2021-07-07 22:13:46

by Hugh Dickins

[permalink] [raw]
Subject: [PATCH] fs, mm: fix race in unlinking swapfile

We had a recurring situation in which admin procedures setting up
swapfiles would race with test preparation clearing away swapfiles;
and just occasionally that got stuck on a swapfile "(deleted)" which
could never be swapped off. That is not supposed to be possible.

2.6.28 commit f9454548e17c ("don't unlink an active swapfile") admitted
that it was leaving a race window open: now close it.

may_delete() makes the IS_SWAPFILE check (amongst many others) before
inode_lock has been taken on target: now repeat just that simple check
in vfs_unlink() and vfs_rename(), after taking inode_lock.

Which goes most of the way to fixing the race, but swapon() must also
check after it acquires inode_lock, that the file just opened has not
already been unlinked.

Fixes: f9454548e17c ("don't unlink an active swapfile")
Signed-off-by: Hugh Dickins <[email protected]>
---
fs/namei.c | 8 +++++++-
mm/swapfile.c | 6 ++++++
2 files changed, 13 insertions(+), 1 deletion(-)

diff --git a/fs/namei.c b/fs/namei.c
index bf6d8a738c59..ff866c07f4d2 100644
--- a/fs/namei.c
+++ b/fs/namei.c
@@ -4024,7 +4024,9 @@ int vfs_unlink(struct user_namespace *mnt_userns, struct inode *dir,
return -EPERM;

inode_lock(target);
- if (is_local_mountpoint(dentry))
+ if (IS_SWAPFILE(target))
+ error = -EPERM;
+ else if (is_local_mountpoint(dentry))
error = -EBUSY;
else {
error = security_inode_unlink(dir, dentry);
@@ -4526,6 +4528,10 @@ int vfs_rename(struct renamedata *rd)
else if (target)
inode_lock(target);

+ error = -EPERM;
+ if (IS_SWAPFILE(source) || (target && IS_SWAPFILE(target)))
+ goto out;
+
error = -EBUSY;
if (is_local_mountpoint(old_dentry) || is_local_mountpoint(new_dentry))

**Recorded data**
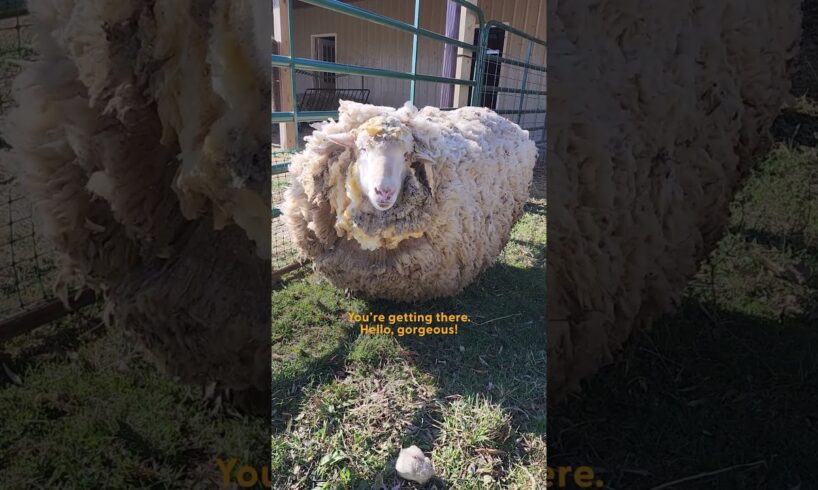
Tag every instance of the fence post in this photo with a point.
(525, 80)
(464, 56)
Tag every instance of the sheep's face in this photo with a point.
(383, 151)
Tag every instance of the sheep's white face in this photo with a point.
(383, 149)
(381, 170)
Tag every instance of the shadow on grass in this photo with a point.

**Task list**
1. Can you reproduce the part of the swapfile patch that opens with the words containing "[permalink] [raw]" and closes with "after taking inode_lock."?
2. Answer these about the swapfile patch:
(a) Which earlier commit, and from which kernel version, admitted leaving a race window open?
(b) In which two functions is the IS_SWAPFILE check now repeated after inode_lock is taken?
(c) How many files does the patch change, and how many insertions and deletions does it make?
3. Could you resume the swapfile patch after its final line and carry it on?
The lines aren't needed for any of this.

**Written answers**
1.
[permalink] [raw]
Subject: [PATCH] fs, mm: fix race in unlinking swapfile

We had a recurring situation in which admin procedures setting up
swapfiles would race with test preparation clearing away swapfiles;
and just occasionally that got stuck on a swapfile "(deleted)" which
could never be swapped off. That is not supposed to be possible.

2.6.28 commit f9454548e17c ("don't unlink an active swapfile") admitted
that it was leaving a race window open: now close it.

may_delete() makes the IS_SWAPFILE check (amongst many others) before
inode_lock has been taken on target: now repeat just that simple check
in vfs_unlink() and vfs_rename(), after taking inode_lock.

2.
(a) Commit f9454548e17c ("don't unlink an active swapfile"), from 2.6.28.
(b) vfs_unlink() and vfs_rename().
(c) 2 files, with 13 insertions and 1 deletion.

3.
goto out;
diff --git a/mm/swapfile.c b/mm/swapfile.c
index 1e07d1c776f2..7527afd95284 100644
--- a/mm/swapfile.c
+++ b/mm/swapfile.c
@@ -3130,6 +3130,7 @@ SYSCALL_DEFINE2(swapon, const char __user *, specialfile, int, swap_flags)
struct filename *name;
struct file *swap_file = NULL;
struct address_space *mapping;
+ struct dentry *dentry;
int prio;
int error;
union swap_header *swap_header;
@@ -3173,6 +3174,7 @@ SYSCALL_DEFINE2(swapon, const char __user *, specialfile, int, swap_flags)

p->swap_file = swap_file;
mapping = swap_file->f_mapping;
+ dentry = swap_file->f_path.dentry;
inode = mapping->host;

error = claim_swapfile(p, inode);
@@ -3180,6 +3182,10 @@ SYSCALL_DEFINE2(swapon, const char __user *, specialfile, int, swap_flags)
goto bad_swap;

inode_lock(inode);
+ if (d_unlinked(dentry) || cant_mount(dentry)) {
+ error = -ENOENT;
+ goto bad_swap_unlock_inode;
+ }
if (IS_SWAPFILE(inode)) {
error = -EBUSY;
goto bad_swap_unlock_inode;
--
2.26.2


2021-07-12 09:10:53

by Jan Kara

[permalink] [raw]
Subject: Re: [PATCH] fs, mm: fix race in unlinking swapfile

On Wed 07-07-21 13:48:31, Hugh Dickins wrote:
> We had a recurring situation in which admin procedures setting up
> swapfiles would race with test preparation clearing away swapfiles;
> and just occasionally that got stuck on a swapfile "(deleted)" which
> could never be swapped off. That is not supposed to be possible.
>
> 2.6.28 commit f9454548e17c ("don't unlink an active swapfile") admitted
> that it was leaving a race window open: now close it.
>
> may_delete() makes the IS_SWAPFILE check (amongst many others) before
> inode_lock has been taken on target: now repeat just that simple check
> in vfs_unlink() and vfs_rename(), after taking inode_lock.
>
> Which goes most of the way to fixing the race, but swapon() must also
> check after it acquires inode_lock, that the file just opened has not
> already been unlinked.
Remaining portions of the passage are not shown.